Problem requirements: The output should be all lines of the entries below in which the word "blue" occurs.

-=-=-=-=-

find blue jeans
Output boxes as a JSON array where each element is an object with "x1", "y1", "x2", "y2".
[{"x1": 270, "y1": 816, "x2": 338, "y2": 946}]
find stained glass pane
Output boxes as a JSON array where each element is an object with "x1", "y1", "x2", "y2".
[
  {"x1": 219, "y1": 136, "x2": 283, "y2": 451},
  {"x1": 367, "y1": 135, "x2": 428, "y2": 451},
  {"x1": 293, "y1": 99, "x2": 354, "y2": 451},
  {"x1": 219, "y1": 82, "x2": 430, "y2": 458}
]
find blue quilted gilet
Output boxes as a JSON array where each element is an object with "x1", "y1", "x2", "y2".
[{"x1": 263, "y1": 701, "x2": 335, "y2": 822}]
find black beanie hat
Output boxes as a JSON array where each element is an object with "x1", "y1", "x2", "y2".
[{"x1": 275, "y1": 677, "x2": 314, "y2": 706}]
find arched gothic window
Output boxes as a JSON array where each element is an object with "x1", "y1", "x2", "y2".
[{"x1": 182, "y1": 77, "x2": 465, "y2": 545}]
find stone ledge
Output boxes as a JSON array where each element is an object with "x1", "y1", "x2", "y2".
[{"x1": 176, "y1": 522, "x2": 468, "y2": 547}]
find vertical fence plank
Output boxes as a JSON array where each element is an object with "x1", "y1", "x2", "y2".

-=-=-=-=-

Finished task:
find blue jeans
find blue quilted gilet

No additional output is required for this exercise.